━━━━━ GIVEN DATA

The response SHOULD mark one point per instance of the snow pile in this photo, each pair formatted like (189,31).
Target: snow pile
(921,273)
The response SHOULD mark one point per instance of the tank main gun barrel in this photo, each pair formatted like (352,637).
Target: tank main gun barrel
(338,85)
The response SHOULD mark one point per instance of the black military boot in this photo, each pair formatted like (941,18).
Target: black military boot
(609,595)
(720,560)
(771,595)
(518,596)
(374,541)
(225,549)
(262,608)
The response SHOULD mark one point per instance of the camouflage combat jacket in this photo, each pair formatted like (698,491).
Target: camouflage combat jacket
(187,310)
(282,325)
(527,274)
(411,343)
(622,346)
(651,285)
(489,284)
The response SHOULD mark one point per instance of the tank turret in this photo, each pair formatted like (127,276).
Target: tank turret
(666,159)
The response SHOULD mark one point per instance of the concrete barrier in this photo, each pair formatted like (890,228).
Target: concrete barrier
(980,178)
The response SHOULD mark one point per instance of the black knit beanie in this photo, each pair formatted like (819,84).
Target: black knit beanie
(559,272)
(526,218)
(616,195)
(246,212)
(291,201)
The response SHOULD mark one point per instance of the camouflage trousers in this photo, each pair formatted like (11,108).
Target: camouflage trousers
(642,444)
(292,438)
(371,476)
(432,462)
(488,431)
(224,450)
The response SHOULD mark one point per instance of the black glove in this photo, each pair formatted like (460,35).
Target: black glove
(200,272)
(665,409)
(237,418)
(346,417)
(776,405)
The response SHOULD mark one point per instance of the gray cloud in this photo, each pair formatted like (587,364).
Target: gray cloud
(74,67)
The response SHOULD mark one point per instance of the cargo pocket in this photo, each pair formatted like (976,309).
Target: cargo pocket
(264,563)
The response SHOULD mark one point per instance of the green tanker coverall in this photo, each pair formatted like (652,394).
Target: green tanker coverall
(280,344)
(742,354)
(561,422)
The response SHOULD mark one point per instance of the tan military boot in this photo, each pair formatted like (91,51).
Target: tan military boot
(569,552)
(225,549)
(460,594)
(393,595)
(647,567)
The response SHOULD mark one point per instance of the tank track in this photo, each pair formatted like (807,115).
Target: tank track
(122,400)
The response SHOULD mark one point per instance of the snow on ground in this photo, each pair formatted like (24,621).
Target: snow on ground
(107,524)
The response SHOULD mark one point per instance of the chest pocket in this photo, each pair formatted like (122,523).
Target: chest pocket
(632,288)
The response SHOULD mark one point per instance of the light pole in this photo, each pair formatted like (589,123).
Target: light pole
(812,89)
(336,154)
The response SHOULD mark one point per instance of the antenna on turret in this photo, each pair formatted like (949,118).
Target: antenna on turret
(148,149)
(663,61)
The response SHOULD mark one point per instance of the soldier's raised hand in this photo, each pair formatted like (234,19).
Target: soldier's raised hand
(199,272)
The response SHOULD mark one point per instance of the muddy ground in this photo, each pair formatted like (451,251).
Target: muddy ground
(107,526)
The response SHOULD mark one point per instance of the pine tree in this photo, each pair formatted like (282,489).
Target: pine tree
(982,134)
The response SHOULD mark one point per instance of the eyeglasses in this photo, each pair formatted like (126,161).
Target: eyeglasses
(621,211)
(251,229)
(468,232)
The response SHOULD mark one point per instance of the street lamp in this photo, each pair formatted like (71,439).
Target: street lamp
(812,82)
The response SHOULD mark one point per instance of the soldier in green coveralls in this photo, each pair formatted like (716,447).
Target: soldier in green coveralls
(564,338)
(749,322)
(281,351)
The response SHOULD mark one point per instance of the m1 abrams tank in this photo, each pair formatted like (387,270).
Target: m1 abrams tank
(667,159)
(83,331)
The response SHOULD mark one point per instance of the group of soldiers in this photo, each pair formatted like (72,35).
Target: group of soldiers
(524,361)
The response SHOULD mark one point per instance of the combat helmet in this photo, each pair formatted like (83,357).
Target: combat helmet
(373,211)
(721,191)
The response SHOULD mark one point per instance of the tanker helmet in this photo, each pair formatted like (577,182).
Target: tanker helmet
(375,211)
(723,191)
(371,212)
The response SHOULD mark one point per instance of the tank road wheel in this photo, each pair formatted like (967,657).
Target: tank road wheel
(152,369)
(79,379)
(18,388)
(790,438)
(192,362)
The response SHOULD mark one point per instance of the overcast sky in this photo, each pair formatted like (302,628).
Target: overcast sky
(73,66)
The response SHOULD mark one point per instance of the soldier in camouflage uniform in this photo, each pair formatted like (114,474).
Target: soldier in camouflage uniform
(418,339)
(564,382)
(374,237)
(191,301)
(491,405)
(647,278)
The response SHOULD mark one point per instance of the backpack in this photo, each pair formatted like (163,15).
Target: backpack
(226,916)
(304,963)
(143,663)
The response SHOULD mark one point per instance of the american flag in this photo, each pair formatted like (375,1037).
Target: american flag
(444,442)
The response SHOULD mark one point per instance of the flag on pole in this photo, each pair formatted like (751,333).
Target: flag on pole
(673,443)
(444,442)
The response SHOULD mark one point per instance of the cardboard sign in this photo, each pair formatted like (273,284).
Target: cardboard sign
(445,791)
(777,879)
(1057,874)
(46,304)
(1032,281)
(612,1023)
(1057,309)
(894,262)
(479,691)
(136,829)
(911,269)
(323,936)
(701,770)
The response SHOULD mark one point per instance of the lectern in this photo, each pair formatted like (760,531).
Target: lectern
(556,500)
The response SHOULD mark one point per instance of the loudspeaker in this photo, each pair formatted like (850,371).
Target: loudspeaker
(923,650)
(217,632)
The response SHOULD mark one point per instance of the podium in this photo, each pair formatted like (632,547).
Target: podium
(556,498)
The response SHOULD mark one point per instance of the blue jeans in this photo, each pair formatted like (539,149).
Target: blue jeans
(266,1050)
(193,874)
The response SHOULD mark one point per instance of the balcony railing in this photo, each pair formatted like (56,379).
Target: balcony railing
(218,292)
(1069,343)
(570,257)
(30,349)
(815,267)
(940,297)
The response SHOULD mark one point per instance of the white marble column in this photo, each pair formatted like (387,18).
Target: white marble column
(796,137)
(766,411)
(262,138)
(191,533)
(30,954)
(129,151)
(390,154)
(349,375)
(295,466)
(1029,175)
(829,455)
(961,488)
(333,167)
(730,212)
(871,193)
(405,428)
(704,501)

━━━━━━━━━━

SHORT PROBLEM: In the listing above, find the line with "The response SHOULD mark one point per instance of the lectern" and set down that line and all after it exactly, through the final line.

TASK RESPONSE:
The response SHOULD mark one point per instance of the lectern in this photo, each pair formatted like (760,531).
Target: lectern
(556,500)
The response SHOULD mark one point per instance of the loudspeaker in this photo, each pair formatted like (850,371).
Target: loudspeaker
(923,650)
(217,632)
The response SHOULD mark one point per instance of the podium in this photo, each pair formatted like (632,547).
Target: podium
(556,498)
The response SHOULD mark one point per instance of the blue jeans in this photo, each pair formatted like (539,149).
Target: blue jeans
(266,1050)
(193,874)
The response SHOULD mark one point per instance of the balcony railing in this photo, each pair formatted like (56,379).
Target: balcony railing
(218,292)
(1069,343)
(570,257)
(30,349)
(815,267)
(940,297)
The response SHOULD mark one point per instance of the white marble column in this photo, each pair formatted like (387,18).
Target: white marble column
(796,137)
(766,411)
(262,138)
(191,533)
(30,954)
(129,151)
(390,154)
(349,375)
(295,466)
(1029,175)
(829,455)
(961,488)
(333,167)
(730,212)
(871,193)
(405,428)
(704,501)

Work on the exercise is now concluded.